→ **PROBLEM TO WORK ON**: Everything from the line with "Identify the black" to the end of the material is to be retyped exactly, both ends included, and nothing else.

═══ DATA FOR THIS EXERCISE ═══

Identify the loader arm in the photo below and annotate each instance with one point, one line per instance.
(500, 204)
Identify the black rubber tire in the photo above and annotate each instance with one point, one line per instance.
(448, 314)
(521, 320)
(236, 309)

═══

→ **SOLUTION TO THE PROBLEM**:
Identify the black rubber tire in the photo above and annotate each instance with one point, one line per instance.
(448, 314)
(521, 320)
(236, 309)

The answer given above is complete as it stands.